* **Task description**:
From the data below, copy out every line that contains the string "green", and leave out all other lines. Case counts.

* **Data records**:
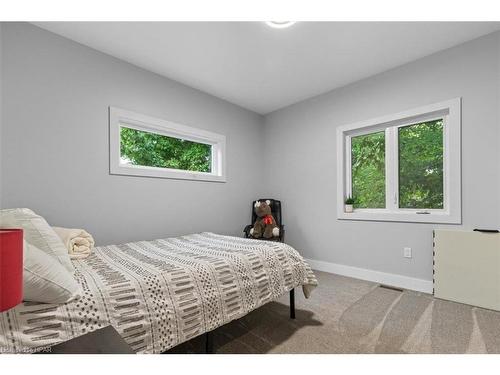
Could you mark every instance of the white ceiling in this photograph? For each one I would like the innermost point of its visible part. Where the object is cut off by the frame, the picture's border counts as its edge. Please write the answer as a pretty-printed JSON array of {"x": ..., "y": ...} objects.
[{"x": 264, "y": 69}]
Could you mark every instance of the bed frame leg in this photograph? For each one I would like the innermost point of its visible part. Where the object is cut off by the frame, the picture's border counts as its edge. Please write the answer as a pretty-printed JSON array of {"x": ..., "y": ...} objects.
[{"x": 209, "y": 343}]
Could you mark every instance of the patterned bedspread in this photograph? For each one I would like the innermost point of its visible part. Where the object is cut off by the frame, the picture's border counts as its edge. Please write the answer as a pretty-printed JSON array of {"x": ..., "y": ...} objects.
[{"x": 158, "y": 294}]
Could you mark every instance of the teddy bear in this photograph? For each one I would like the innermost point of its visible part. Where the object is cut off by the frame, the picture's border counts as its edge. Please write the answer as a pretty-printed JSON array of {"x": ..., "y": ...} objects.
[{"x": 265, "y": 226}]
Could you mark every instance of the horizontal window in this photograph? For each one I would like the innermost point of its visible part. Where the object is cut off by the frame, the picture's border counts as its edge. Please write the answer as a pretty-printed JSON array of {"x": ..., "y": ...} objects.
[
  {"x": 145, "y": 146},
  {"x": 403, "y": 167}
]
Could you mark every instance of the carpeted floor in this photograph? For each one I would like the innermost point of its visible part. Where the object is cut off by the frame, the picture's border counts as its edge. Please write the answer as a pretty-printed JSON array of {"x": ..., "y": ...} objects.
[{"x": 346, "y": 315}]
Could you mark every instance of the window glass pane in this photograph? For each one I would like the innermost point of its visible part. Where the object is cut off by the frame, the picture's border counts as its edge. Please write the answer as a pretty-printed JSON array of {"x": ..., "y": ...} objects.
[
  {"x": 154, "y": 150},
  {"x": 368, "y": 170},
  {"x": 421, "y": 165}
]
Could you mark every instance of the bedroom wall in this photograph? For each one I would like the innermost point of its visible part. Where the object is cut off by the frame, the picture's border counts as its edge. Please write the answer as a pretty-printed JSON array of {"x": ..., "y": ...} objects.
[
  {"x": 301, "y": 152},
  {"x": 55, "y": 144}
]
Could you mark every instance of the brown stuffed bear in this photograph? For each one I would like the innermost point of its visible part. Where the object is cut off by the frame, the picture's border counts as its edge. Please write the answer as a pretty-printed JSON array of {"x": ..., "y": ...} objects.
[{"x": 265, "y": 226}]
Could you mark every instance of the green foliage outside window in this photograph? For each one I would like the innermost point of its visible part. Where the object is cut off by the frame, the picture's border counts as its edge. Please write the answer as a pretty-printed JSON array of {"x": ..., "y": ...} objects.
[
  {"x": 368, "y": 170},
  {"x": 421, "y": 165},
  {"x": 154, "y": 150}
]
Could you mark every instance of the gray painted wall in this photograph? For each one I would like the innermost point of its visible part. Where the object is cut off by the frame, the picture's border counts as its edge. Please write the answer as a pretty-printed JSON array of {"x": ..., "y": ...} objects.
[
  {"x": 301, "y": 152},
  {"x": 55, "y": 144}
]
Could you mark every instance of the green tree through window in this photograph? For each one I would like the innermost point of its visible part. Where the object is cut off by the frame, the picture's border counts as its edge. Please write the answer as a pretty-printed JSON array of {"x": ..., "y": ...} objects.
[
  {"x": 421, "y": 165},
  {"x": 154, "y": 150},
  {"x": 368, "y": 170}
]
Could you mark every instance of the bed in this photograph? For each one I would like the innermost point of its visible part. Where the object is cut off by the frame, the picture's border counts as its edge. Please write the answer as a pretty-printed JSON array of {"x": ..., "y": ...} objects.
[{"x": 158, "y": 294}]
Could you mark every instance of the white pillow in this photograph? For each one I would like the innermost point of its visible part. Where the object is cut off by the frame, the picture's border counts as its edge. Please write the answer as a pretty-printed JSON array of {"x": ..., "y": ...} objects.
[
  {"x": 45, "y": 279},
  {"x": 37, "y": 232}
]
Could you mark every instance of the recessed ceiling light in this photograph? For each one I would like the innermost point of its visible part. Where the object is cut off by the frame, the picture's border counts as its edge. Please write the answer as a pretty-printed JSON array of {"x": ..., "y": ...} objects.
[{"x": 279, "y": 24}]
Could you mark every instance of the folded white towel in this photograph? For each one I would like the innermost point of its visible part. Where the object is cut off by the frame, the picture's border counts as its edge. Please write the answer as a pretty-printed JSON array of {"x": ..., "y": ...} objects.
[{"x": 78, "y": 241}]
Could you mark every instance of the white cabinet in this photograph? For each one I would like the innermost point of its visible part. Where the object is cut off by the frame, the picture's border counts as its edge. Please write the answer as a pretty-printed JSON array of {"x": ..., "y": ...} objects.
[{"x": 467, "y": 267}]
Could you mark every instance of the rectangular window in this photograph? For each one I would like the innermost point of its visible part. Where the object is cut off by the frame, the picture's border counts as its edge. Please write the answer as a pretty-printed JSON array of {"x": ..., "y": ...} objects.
[
  {"x": 421, "y": 165},
  {"x": 402, "y": 167},
  {"x": 368, "y": 170},
  {"x": 146, "y": 146}
]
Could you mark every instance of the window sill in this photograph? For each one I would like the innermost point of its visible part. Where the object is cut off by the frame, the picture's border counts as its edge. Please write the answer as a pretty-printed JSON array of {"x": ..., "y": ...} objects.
[
  {"x": 410, "y": 217},
  {"x": 131, "y": 170}
]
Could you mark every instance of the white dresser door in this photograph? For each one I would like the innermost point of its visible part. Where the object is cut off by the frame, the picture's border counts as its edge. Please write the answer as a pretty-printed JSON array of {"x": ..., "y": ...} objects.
[{"x": 467, "y": 267}]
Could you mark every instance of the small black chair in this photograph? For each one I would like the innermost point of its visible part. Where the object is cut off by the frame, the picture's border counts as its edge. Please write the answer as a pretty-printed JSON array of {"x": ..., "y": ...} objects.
[{"x": 276, "y": 211}]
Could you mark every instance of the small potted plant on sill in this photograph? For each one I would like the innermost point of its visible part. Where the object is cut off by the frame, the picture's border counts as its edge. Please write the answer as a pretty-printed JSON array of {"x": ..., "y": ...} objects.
[{"x": 349, "y": 204}]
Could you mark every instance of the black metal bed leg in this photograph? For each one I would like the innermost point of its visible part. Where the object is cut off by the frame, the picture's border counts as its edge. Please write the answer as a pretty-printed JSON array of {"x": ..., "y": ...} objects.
[{"x": 209, "y": 343}]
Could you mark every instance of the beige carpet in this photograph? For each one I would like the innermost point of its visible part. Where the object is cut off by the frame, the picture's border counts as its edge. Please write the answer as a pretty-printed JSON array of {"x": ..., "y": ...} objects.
[{"x": 347, "y": 315}]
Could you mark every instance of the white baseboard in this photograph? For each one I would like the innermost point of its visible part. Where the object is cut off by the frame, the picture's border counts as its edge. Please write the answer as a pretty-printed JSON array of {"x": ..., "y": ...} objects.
[{"x": 391, "y": 279}]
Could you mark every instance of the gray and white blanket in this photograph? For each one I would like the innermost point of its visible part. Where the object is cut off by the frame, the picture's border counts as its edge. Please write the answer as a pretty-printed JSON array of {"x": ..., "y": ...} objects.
[{"x": 158, "y": 294}]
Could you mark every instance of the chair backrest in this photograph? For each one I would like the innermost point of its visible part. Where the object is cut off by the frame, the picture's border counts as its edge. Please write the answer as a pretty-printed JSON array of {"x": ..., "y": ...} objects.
[{"x": 275, "y": 210}]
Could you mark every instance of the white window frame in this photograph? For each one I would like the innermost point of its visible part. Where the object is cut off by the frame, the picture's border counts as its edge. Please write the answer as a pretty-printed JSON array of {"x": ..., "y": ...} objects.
[
  {"x": 123, "y": 118},
  {"x": 450, "y": 112}
]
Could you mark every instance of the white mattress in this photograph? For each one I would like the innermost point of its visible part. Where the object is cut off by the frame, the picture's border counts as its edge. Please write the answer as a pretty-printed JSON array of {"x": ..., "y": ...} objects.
[{"x": 158, "y": 294}]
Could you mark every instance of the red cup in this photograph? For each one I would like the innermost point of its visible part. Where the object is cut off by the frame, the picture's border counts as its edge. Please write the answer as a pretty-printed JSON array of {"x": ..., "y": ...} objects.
[{"x": 11, "y": 268}]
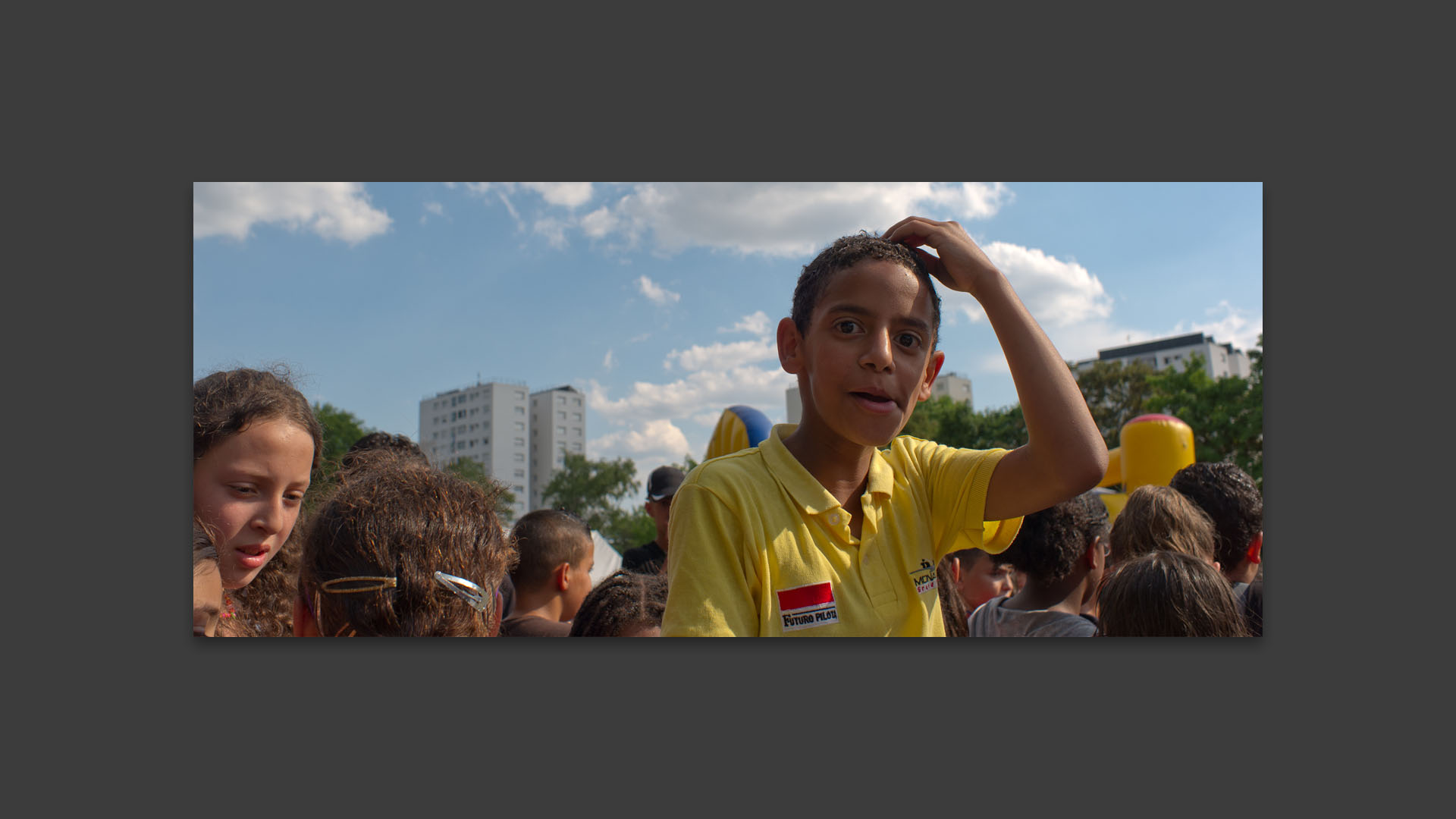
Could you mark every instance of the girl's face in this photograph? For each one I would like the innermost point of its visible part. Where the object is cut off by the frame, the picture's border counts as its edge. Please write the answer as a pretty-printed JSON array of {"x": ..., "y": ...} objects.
[
  {"x": 249, "y": 490},
  {"x": 983, "y": 580}
]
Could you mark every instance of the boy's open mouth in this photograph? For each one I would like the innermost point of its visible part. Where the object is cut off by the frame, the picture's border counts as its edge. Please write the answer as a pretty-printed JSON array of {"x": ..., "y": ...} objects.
[{"x": 875, "y": 401}]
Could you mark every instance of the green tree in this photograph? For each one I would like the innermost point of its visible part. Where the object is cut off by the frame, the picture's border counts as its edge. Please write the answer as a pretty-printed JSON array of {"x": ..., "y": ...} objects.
[
  {"x": 1116, "y": 394},
  {"x": 951, "y": 423},
  {"x": 341, "y": 428},
  {"x": 1226, "y": 414},
  {"x": 593, "y": 490},
  {"x": 473, "y": 471}
]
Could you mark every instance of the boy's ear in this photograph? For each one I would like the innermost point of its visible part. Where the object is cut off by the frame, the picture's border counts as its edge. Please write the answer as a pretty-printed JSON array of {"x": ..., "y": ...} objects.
[
  {"x": 1256, "y": 548},
  {"x": 791, "y": 347},
  {"x": 932, "y": 369},
  {"x": 303, "y": 624}
]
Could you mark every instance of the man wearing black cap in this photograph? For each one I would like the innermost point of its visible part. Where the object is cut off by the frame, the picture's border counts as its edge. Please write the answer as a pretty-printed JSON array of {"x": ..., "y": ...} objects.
[{"x": 661, "y": 485}]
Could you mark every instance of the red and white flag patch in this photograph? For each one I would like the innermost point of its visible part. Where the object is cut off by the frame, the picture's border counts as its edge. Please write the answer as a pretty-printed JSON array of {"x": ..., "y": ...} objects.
[{"x": 805, "y": 607}]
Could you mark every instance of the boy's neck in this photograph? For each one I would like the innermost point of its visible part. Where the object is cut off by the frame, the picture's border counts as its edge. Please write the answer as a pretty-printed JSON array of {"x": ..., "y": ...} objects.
[
  {"x": 1065, "y": 595},
  {"x": 542, "y": 605}
]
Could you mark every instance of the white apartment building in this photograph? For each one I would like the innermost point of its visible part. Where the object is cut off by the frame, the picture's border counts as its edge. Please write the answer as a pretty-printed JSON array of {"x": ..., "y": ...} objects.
[
  {"x": 952, "y": 385},
  {"x": 558, "y": 420},
  {"x": 1163, "y": 353},
  {"x": 485, "y": 422},
  {"x": 948, "y": 384}
]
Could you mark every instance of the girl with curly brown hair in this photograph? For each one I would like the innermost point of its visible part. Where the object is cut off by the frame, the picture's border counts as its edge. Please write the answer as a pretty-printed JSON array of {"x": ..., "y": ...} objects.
[{"x": 255, "y": 447}]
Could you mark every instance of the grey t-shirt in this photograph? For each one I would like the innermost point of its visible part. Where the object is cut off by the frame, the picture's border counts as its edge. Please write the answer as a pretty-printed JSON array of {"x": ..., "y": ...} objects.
[{"x": 995, "y": 620}]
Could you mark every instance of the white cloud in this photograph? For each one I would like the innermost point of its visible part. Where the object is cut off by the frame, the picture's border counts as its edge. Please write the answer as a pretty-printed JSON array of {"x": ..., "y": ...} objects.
[
  {"x": 756, "y": 324},
  {"x": 552, "y": 229},
  {"x": 655, "y": 293},
  {"x": 650, "y": 436},
  {"x": 1057, "y": 293},
  {"x": 723, "y": 356},
  {"x": 1234, "y": 327},
  {"x": 704, "y": 391},
  {"x": 778, "y": 219},
  {"x": 332, "y": 210}
]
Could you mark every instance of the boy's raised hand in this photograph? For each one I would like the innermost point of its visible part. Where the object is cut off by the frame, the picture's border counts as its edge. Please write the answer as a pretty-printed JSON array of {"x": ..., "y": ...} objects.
[{"x": 962, "y": 265}]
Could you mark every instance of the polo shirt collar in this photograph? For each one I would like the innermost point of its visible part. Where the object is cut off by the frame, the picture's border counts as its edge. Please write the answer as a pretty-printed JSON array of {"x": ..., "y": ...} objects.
[{"x": 804, "y": 488}]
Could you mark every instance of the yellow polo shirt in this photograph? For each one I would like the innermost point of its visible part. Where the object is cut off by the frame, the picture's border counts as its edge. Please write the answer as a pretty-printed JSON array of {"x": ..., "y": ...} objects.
[{"x": 762, "y": 548}]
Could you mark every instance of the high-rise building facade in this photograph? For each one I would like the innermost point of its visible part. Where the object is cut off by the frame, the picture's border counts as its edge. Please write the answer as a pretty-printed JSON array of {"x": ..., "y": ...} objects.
[
  {"x": 1172, "y": 352},
  {"x": 485, "y": 422},
  {"x": 558, "y": 420}
]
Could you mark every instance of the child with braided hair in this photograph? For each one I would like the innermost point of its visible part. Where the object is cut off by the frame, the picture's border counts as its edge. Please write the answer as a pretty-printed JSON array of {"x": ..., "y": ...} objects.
[
  {"x": 402, "y": 550},
  {"x": 626, "y": 604}
]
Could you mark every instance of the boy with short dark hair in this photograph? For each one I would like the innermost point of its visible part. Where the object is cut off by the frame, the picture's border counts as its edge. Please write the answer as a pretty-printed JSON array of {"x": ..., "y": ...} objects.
[
  {"x": 1063, "y": 553},
  {"x": 554, "y": 573},
  {"x": 819, "y": 532},
  {"x": 1232, "y": 500}
]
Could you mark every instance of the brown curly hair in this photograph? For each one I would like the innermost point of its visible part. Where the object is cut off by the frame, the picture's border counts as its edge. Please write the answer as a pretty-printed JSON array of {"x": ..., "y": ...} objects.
[
  {"x": 619, "y": 604},
  {"x": 1166, "y": 594},
  {"x": 1161, "y": 518},
  {"x": 405, "y": 521},
  {"x": 224, "y": 404}
]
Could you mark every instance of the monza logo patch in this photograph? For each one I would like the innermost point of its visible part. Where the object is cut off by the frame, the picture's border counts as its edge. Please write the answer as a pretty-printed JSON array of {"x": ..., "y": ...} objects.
[
  {"x": 924, "y": 577},
  {"x": 805, "y": 607}
]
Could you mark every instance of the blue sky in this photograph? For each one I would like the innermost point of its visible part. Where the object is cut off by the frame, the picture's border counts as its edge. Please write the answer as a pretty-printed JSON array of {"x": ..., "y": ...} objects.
[{"x": 658, "y": 300}]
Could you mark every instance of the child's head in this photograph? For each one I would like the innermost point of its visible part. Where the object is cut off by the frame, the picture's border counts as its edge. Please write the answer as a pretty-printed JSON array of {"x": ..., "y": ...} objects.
[
  {"x": 845, "y": 254},
  {"x": 207, "y": 583},
  {"x": 255, "y": 445},
  {"x": 1231, "y": 499},
  {"x": 981, "y": 577},
  {"x": 861, "y": 340},
  {"x": 557, "y": 556},
  {"x": 623, "y": 605},
  {"x": 1166, "y": 594},
  {"x": 1055, "y": 541},
  {"x": 388, "y": 442},
  {"x": 402, "y": 550},
  {"x": 1159, "y": 518}
]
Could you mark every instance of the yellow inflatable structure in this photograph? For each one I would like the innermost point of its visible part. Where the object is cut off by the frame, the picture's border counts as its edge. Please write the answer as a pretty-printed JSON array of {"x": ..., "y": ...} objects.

* **Worked solution**:
Could you mark every instance of the green foliage outside window in this photograph? For each one I would like the innermost point of its visible part. Where the object is cut off by the frame, the picture's border counts as its edge. Please write the answer as a pretty-printed JSON array of {"x": ..., "y": ...} objects.
Could you mark every instance of the green tree through window in this photograph? For each one I would like the innermost point of its visible part. Where the object is cut off by the frame, the picture's border counts as its edge. Please write the answer as a pretty-printed JSON array of {"x": ..., "y": ...} objects.
Could you mark every instance of the green tree in this photograph? For each one I would like the innermost point of its visible part. Where the object is cut off by the frame, the picture's border counts as its edge. Please write the answer as a pretty-printed JSON array of {"x": ..., "y": ...} objects.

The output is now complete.